▸ **Data under study**

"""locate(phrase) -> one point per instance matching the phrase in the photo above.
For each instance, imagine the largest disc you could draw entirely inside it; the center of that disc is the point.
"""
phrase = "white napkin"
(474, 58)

▸ **Required work**
Would you retype the records above without changing a word?

▸ **Written solution**
"""locate(phrase) -> one point per instance matching the phrase in the photo above.
For each instance, imagine the largest disc you could draw entirely inside it; the center of that disc is the point.
"""
phrase = "white napkin"
(474, 58)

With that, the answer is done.